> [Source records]
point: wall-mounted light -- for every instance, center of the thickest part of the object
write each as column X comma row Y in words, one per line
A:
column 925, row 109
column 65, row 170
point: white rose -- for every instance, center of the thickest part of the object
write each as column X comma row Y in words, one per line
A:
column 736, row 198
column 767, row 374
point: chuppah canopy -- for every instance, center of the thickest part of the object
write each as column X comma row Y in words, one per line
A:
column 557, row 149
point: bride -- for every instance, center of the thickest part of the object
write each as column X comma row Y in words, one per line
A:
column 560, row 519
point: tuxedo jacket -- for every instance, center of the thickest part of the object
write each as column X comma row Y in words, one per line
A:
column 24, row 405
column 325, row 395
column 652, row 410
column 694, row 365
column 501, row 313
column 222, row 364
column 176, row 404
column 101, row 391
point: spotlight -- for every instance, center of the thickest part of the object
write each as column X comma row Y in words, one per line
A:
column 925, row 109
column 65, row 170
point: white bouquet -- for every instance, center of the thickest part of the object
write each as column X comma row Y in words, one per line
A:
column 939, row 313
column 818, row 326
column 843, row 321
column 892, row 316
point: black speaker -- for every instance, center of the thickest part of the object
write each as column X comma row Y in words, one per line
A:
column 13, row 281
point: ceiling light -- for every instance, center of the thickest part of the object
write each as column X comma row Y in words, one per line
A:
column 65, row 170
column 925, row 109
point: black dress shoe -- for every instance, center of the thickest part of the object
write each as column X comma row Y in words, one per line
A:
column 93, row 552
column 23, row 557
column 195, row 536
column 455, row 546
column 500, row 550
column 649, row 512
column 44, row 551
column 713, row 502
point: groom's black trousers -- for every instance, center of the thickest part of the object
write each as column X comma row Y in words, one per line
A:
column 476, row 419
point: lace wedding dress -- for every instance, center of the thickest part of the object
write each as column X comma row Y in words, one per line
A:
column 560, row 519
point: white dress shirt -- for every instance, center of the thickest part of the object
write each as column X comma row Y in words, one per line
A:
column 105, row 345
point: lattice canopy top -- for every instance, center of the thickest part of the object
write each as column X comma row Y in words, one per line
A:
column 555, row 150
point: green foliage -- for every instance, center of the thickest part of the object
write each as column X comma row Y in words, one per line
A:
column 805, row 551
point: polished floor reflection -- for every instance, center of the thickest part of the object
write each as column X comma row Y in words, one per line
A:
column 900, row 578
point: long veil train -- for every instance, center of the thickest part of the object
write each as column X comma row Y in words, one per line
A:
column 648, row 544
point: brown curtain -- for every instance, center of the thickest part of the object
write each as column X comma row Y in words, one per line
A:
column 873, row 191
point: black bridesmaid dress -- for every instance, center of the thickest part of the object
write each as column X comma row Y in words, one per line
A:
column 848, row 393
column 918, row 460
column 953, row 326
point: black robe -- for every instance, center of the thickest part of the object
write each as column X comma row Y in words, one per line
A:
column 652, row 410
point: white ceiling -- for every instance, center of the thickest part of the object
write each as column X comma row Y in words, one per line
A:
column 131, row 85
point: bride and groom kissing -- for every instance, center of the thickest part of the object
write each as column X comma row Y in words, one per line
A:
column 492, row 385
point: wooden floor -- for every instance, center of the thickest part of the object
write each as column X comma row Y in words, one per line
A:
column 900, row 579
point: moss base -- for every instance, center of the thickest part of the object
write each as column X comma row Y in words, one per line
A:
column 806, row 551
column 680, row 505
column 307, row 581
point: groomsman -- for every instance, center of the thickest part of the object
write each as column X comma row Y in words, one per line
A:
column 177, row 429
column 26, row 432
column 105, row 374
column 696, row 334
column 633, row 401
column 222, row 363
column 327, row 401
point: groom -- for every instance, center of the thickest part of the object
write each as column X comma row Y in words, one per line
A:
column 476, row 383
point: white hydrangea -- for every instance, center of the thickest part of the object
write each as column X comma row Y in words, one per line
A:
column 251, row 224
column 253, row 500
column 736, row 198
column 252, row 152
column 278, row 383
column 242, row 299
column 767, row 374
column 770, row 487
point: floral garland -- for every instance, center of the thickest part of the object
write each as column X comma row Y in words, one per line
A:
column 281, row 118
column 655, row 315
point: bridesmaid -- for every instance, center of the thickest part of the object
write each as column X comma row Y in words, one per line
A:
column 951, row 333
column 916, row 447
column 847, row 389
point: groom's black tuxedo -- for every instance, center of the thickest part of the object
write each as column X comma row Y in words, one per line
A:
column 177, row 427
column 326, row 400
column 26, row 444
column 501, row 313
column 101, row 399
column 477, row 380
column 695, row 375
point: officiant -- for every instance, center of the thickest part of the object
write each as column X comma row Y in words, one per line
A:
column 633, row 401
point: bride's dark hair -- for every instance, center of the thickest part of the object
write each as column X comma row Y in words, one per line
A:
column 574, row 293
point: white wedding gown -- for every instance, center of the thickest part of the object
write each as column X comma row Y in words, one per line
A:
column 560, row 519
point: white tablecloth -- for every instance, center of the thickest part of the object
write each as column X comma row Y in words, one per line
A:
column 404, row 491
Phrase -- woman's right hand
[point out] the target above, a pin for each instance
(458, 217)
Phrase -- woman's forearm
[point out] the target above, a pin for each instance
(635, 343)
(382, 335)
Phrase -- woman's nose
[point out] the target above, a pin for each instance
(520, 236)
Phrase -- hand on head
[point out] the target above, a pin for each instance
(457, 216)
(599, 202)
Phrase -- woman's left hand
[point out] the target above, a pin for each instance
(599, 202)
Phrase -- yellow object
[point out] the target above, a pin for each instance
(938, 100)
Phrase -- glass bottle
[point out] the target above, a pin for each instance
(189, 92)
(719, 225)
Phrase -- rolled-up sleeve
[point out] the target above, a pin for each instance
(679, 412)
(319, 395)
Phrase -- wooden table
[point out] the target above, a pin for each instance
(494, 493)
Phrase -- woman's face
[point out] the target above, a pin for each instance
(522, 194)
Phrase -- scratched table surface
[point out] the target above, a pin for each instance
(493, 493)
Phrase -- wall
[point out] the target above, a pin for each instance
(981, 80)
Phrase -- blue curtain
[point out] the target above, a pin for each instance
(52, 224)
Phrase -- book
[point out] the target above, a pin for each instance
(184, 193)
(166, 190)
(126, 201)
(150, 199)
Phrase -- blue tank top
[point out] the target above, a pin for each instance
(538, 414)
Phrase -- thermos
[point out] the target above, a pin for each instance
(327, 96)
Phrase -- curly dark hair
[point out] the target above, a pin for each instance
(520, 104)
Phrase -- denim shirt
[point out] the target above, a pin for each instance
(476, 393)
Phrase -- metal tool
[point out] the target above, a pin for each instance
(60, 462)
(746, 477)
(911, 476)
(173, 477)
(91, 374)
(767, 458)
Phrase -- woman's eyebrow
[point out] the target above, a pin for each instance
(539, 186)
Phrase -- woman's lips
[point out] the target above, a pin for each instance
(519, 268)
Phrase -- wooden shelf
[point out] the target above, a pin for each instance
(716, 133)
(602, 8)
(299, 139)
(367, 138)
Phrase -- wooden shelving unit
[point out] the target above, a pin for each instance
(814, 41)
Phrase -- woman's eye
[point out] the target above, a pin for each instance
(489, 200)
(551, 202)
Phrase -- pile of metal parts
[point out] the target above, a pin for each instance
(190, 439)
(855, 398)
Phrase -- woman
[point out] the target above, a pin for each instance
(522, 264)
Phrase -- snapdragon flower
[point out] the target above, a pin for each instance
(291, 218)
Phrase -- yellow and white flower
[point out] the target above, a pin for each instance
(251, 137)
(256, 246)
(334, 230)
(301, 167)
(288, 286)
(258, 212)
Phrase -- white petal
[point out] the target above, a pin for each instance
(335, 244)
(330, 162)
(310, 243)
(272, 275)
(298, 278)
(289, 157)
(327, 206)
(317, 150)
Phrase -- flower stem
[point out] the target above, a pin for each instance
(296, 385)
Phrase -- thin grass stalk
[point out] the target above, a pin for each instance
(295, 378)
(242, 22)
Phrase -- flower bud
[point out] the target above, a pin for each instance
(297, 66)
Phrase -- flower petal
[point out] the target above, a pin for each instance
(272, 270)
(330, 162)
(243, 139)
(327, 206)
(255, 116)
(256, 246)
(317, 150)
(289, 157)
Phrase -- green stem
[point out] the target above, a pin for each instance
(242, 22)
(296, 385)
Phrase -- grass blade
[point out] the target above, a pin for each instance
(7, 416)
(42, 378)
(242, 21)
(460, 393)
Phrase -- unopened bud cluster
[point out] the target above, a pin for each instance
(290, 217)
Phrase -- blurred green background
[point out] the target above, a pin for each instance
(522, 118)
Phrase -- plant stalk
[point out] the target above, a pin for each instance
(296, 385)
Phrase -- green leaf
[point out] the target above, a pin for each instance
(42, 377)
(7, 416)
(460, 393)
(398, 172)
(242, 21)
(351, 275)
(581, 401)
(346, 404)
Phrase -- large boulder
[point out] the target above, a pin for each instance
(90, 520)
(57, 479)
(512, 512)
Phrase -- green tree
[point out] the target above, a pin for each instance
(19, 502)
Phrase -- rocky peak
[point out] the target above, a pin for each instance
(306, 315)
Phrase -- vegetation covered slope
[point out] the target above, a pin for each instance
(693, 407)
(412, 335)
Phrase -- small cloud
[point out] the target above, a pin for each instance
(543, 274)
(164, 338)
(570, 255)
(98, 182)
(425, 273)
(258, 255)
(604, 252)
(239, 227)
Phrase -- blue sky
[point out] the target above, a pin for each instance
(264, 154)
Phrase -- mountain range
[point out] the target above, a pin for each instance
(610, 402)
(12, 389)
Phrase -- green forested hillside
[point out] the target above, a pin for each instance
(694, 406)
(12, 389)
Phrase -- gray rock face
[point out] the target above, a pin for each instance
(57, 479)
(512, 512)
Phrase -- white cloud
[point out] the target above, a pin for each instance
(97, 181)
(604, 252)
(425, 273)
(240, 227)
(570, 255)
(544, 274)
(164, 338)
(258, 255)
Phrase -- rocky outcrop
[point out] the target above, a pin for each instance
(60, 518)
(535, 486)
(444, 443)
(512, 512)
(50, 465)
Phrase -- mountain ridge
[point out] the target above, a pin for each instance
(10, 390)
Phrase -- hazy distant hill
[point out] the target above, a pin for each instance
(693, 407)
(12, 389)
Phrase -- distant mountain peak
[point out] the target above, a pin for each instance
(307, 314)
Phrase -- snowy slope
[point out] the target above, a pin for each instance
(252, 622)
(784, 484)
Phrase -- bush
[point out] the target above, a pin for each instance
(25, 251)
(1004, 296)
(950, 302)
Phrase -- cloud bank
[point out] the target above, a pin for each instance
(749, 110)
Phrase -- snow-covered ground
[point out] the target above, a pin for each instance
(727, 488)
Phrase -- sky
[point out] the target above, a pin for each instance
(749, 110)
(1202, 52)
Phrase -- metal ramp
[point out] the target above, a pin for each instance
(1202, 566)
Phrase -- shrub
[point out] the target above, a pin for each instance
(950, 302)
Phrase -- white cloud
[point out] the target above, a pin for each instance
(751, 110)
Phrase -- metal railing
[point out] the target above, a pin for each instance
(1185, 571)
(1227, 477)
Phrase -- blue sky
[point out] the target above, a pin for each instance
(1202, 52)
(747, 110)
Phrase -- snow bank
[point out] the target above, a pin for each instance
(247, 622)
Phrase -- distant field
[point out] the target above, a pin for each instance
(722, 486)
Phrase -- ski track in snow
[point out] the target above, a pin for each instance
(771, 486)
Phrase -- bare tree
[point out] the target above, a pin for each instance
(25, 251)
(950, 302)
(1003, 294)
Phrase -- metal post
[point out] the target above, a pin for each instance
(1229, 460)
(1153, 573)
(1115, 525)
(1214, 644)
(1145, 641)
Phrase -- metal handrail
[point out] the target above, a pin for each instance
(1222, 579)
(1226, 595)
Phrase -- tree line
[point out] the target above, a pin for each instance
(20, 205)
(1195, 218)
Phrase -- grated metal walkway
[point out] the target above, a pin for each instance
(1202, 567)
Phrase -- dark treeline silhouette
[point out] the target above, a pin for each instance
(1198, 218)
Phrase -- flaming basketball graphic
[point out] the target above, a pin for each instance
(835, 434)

> [TASK TO COMPLETE] Find out how many lines in the data above hold the word "cloud". Write only the number.

> [FINAL ANSWER] 4